News

Service to assess usability of EHR systems

22 April 2009

In response to the growing need for understanding the usability of electronic healthcare records (EHRs), US company User Centric has launched the first syndicated user performance research designed to provide end-users with real data on the usability of EHR applications.

One of the key limiting factors to adoption now is usability. Up to now the focus for comparing EHRs has been on functionality, and CCHIT's expansive list of nearly 500 functions. Many of these functions do not apply to many practices or specialties. CCHIT evaluations make no comment on how "usable" these functions are across vendors. Neither CCHIT nor the governmental bodies has taken the lead on ensuring that the applications are usable by providers in the busy practice of medicine.

"This is the opportunity for those vendors who claim to be 'user friendly' or 'easy to use' to independently verify that claim against other vendors," says Gavin Lew, Founder and Managing Director. "User Centric's long history of expertise in user research and user interface analysis and design, position us strongly to measure and improve the customer experience with EHRs and EMRs."

There are many examples from industries outside of healthcare where functionally equivalent, mission-critical applications are reliably measured and compared.

User Centric is a global leader in large-scale user research studies, having conducted more than 500 engagements with more than 10,000 hours of face-to-face testing, and is thus well positioned to develop standards and measures of user performance in health IT, and specifically in EMR/EHR.

"User Centric is uniquely positioned to provide this service as we are experts in human performance, and experts in user interface design," says Dr. Robert Schumacher, Managing Director.

"For the first time health care purchasers will get to the heart of 'meaningful use' — objective, independent data based on actual use. Our research will not be based on a surveys or checklists. It is real performance measurement gathered from practicing clinicians using realistic data. Combined with CCHIT and KLAS data, healthcare purchasers can have a complete picture of function, opinion, and now usability of applications."

User Centric's syndicated research offering consists of employing state-of-the-art user research methods to measure efficiency, effectiveness, and satisfaction. Clinical users, representative of the market, will perform tasks based on use cases drawn from ONCHIT. Criterion-based measures of learnability and usability will be collected.

Usability is highly correlated with adoption. Applications that are more usable stand a higher chance of success in the marketplace.

The service is fee-based to offset costs, and all subscribing vendors will receive an extensive report on the user performance of their application. In the initial offering, the first ten subscribing vendors will receive the report, and a readout as well as expert advice on how to improve the customer experience with user interface. Healthcare organizations can have access to the report in late 2nd quarter.

▶ [DATA EXTRACTS]:
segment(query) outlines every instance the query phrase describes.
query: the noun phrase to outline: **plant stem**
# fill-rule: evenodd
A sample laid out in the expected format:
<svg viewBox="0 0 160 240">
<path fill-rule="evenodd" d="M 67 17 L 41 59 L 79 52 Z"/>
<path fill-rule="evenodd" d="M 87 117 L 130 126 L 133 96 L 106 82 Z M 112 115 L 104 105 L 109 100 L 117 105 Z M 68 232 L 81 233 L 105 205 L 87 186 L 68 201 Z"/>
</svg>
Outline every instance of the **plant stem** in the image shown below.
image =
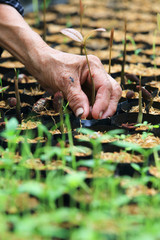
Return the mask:
<svg viewBox="0 0 160 240">
<path fill-rule="evenodd" d="M 61 107 L 60 107 L 60 131 L 61 133 L 64 133 L 64 119 L 63 119 L 63 102 L 64 99 L 60 99 L 61 101 Z"/>
<path fill-rule="evenodd" d="M 86 50 L 86 46 L 83 46 L 85 55 L 86 55 L 86 60 L 87 60 L 87 65 L 88 65 L 88 69 L 89 69 L 89 75 L 91 78 L 91 83 L 92 83 L 92 96 L 91 96 L 91 105 L 93 106 L 95 103 L 95 84 L 94 84 L 94 80 L 91 74 L 91 68 L 90 68 L 90 64 L 89 64 L 89 60 L 88 60 L 88 55 L 87 55 L 87 50 Z"/>
<path fill-rule="evenodd" d="M 122 62 L 122 70 L 121 70 L 121 87 L 125 84 L 124 79 L 124 69 L 125 69 L 125 63 L 126 63 L 126 33 L 127 33 L 127 21 L 125 19 L 124 21 L 124 49 L 123 49 L 123 62 Z"/>
<path fill-rule="evenodd" d="M 108 69 L 108 74 L 111 73 L 111 53 L 112 53 L 112 44 L 113 44 L 113 35 L 114 35 L 114 28 L 111 29 L 111 34 L 110 34 L 110 48 L 109 48 L 109 69 Z"/>
<path fill-rule="evenodd" d="M 46 0 L 43 0 L 43 40 L 46 41 Z"/>
<path fill-rule="evenodd" d="M 139 113 L 137 123 L 142 123 L 143 112 L 142 112 L 142 87 L 141 87 L 141 76 L 139 78 Z"/>
<path fill-rule="evenodd" d="M 18 122 L 21 123 L 22 119 L 21 119 L 21 102 L 20 102 L 20 96 L 19 96 L 19 89 L 18 89 L 18 72 L 15 69 L 15 95 L 16 95 L 16 115 L 17 115 L 17 119 Z"/>
</svg>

▶ [ASSIGNED TASK]: In the news item on EHR usability, turn the paragraph beginning "The service is fee-based" into a bulleted list that keeps its main facts.

▶ [SOLUTION FOR THIS EXERCISE]:
- The service is fee-based, to offset costs.
- Every subscribing vendor receives an extensive report on the user performance of its application.
- In the initial offering, the first ten subscribing vendors receive the report, a readout, and expert advice on improving the customer experience with the user interface.
- Healthcare organizations can access the report in late 2nd quarter.